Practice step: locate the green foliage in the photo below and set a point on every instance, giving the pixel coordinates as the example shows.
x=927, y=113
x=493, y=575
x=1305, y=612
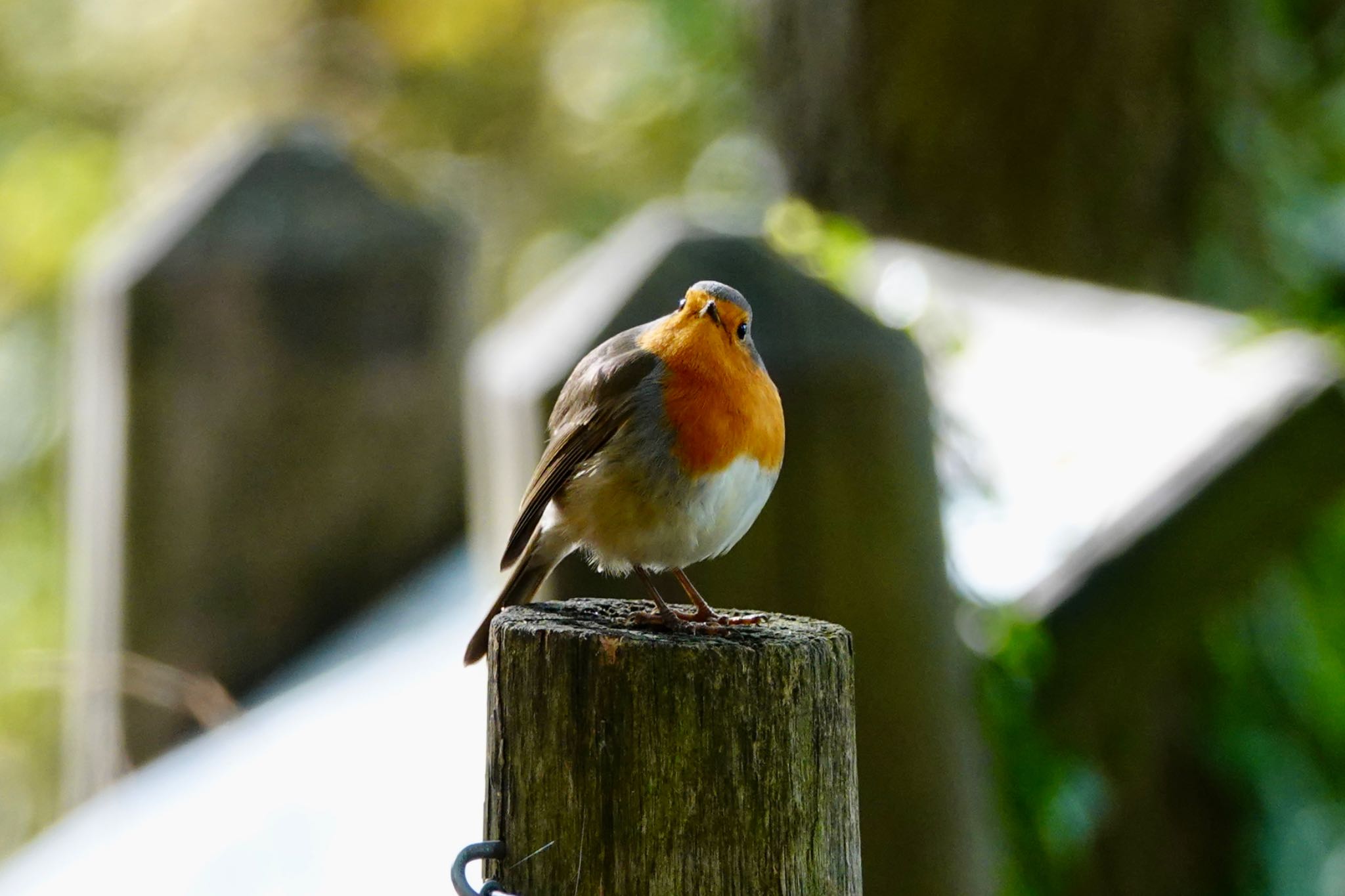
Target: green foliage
x=1278, y=719
x=1051, y=801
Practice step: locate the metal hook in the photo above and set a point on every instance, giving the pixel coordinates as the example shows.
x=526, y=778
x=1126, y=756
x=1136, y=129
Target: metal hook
x=471, y=853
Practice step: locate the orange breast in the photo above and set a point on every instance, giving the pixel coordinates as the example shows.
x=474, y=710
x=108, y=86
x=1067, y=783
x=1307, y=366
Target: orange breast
x=720, y=403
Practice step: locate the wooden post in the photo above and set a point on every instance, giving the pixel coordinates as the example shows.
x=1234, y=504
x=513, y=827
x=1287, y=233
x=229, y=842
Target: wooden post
x=850, y=534
x=667, y=765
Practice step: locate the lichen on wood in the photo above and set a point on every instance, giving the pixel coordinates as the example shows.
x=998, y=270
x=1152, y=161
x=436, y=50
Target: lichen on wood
x=671, y=763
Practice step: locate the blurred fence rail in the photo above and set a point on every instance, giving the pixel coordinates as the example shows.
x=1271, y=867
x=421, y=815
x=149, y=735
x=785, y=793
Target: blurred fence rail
x=1149, y=459
x=264, y=425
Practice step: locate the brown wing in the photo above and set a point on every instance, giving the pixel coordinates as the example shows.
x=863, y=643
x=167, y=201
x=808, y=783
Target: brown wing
x=594, y=403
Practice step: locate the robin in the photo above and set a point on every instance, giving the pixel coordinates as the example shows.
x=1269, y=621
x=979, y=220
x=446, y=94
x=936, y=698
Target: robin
x=665, y=445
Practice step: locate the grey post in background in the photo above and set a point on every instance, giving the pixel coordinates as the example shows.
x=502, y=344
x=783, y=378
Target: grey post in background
x=265, y=426
x=852, y=534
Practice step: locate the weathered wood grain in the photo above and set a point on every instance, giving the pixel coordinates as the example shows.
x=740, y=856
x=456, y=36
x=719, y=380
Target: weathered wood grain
x=665, y=763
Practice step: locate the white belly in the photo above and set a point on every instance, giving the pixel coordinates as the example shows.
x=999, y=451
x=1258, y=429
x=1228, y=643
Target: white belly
x=619, y=524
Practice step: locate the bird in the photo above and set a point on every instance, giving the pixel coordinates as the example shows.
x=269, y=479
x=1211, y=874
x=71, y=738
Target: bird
x=663, y=446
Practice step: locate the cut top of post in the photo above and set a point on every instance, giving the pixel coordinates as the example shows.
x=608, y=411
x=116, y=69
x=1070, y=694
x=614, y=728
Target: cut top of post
x=607, y=622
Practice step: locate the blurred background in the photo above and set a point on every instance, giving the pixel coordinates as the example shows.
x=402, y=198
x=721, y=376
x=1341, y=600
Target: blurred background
x=246, y=247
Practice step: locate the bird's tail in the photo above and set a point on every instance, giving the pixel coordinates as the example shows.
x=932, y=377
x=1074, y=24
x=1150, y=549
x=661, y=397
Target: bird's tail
x=539, y=559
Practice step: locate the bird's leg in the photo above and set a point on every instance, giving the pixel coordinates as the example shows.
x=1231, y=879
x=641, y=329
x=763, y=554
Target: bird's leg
x=665, y=614
x=704, y=613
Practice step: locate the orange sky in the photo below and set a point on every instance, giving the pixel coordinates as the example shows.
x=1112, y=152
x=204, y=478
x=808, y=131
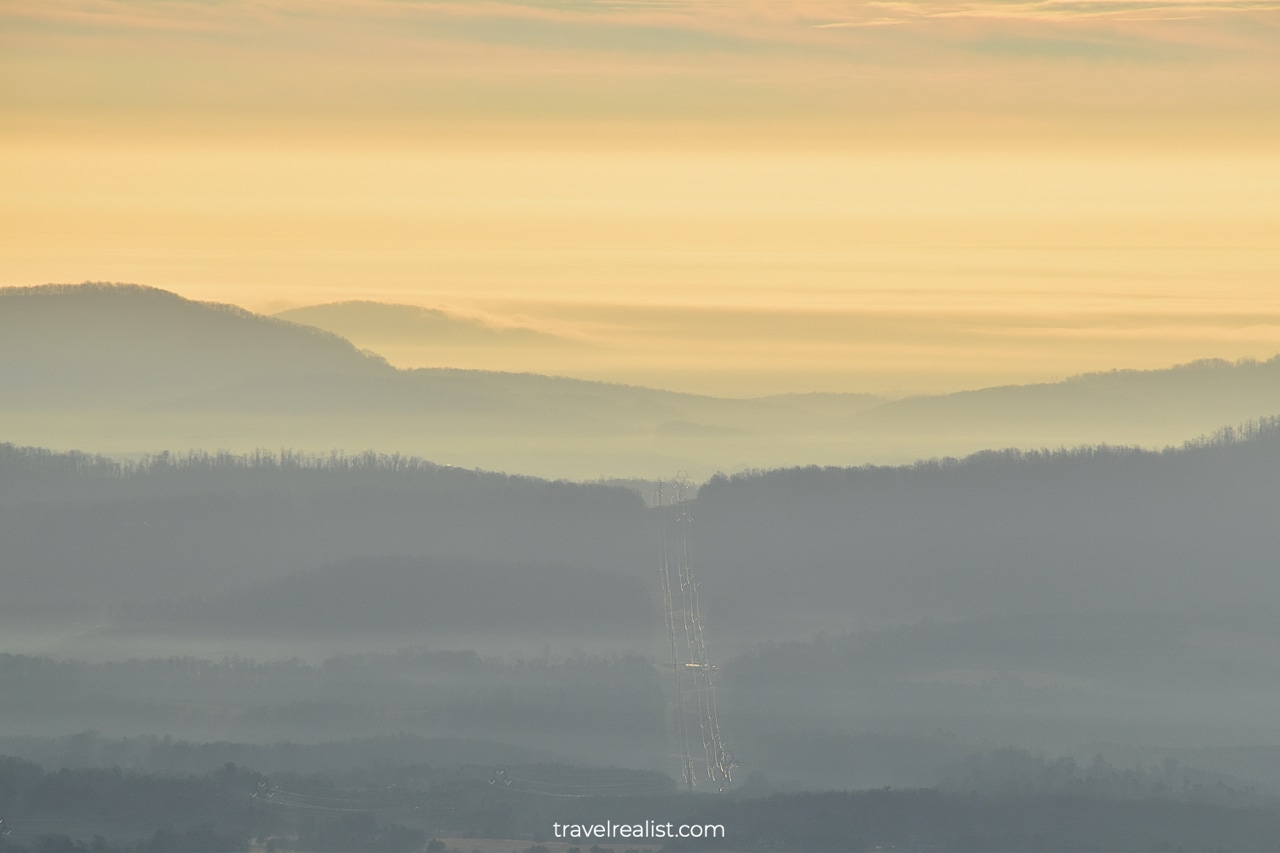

§ Stated goal:
Rewrite all of the material above with every "Practice step" changed to "Exercise" and nothing else altered, leaving the pictures out.

§ Task solution:
Exercise: locate the green foliage in the photo below and set a point on every instance, giving the pixel coordinates as the example shows.
x=927, y=113
x=493, y=575
x=1305, y=612
Target: green foliage
x=1278, y=719
x=1051, y=801
Exercise: locate the metal hook in the photo above and set a point on every instance, giving the pixel coordinates as the example shows.
x=526, y=778
x=1126, y=756
x=1136, y=129
Target: metal hook
x=471, y=853
Exercise: locate the orange breast in the photo above and set a point on every instance, giving the pixel coordinates as the example shows.
x=474, y=710
x=108, y=86
x=1067, y=783
x=1307, y=366
Target: orange breast
x=720, y=403
Exercise: locate the wooden post in the photo above and set a point on every instance, giving the pixel coordinates as the example shows.
x=1234, y=504
x=513, y=827
x=1287, y=233
x=229, y=842
Target: wooden post
x=850, y=534
x=667, y=765
Exercise: locate the lichen on wood in the photo above and set a point on every instance, giving the pixel coordinates as the example shows.
x=998, y=270
x=1152, y=161
x=436, y=50
Target: lichen on wood
x=671, y=763
Exercise: locate the blurred fence rail in the photo above and set a point on every instance, giving the pixel coordinates as the example shows.
x=1271, y=867
x=421, y=815
x=149, y=735
x=785, y=793
Target: blurred fence rail
x=1149, y=459
x=264, y=425
Exercise: locate the brown wing in the photo above and set a point on every instance, giving the pixel coordinates as the example shows.
x=863, y=643
x=167, y=201
x=808, y=783
Target: brown wing
x=594, y=403
Exercise: locate the robin in the photo above and set a point on every instance, giving the pixel coordinates as the example shows.
x=1269, y=621
x=979, y=220
x=446, y=94
x=936, y=698
Target: robin
x=665, y=445
Exercise: locate the grey post in background in the photo above and set a point on every instance, giving the pixel coordinates as the example shows.
x=502, y=344
x=783, y=378
Target: grey post in background
x=265, y=426
x=852, y=534
Exercise: locate the weathered wood grain in the photo above and set a point on every instance, giving the pixel coordinates as the example shows.
x=740, y=856
x=456, y=36
x=719, y=380
Target: weathered wood grain
x=665, y=763
Exercise: locate the white belly in the photo above and set a point on every instance, giving the pixel coordinates as the example shows.
x=999, y=451
x=1258, y=429
x=1228, y=643
Target: white belly
x=619, y=524
Exercise: locate the bird in the photo above and set a point on every instance, giving the pixel coordinates as the example shows.
x=269, y=479
x=1211, y=874
x=71, y=738
Target: bird
x=663, y=446
Exercise: locate the cut top of post in the photo above and set a point on every instance, giving the pixel coordinates as the example shows.
x=608, y=411
x=116, y=69
x=1070, y=694
x=614, y=728
Target: cut top of post
x=607, y=622
Exercise: locate the blurred background in the photo above and set a point on every instance, giving the pixel coordinates as the example shows.
x=402, y=198
x=721, y=376
x=1341, y=600
Target: blurred background
x=246, y=247
Exercise: locate the bird's tail in the photo above and set a point on every instance, giving the pixel coordinates as the example shows.
x=932, y=377
x=1074, y=24
x=1150, y=549
x=661, y=397
Target: bird's tail
x=539, y=559
Exercise: locate the bird's leg in the photo above and set a point on every instance, giving the pixel coordinates as the example shows.
x=1231, y=879
x=641, y=329
x=763, y=554
Target: bird's leg
x=665, y=614
x=704, y=613
Exercise: locate the orange sky in the photo below and set a point on every instance, giving the pixel coordinates as the example shows.
x=1112, y=152
x=204, y=478
x=808, y=131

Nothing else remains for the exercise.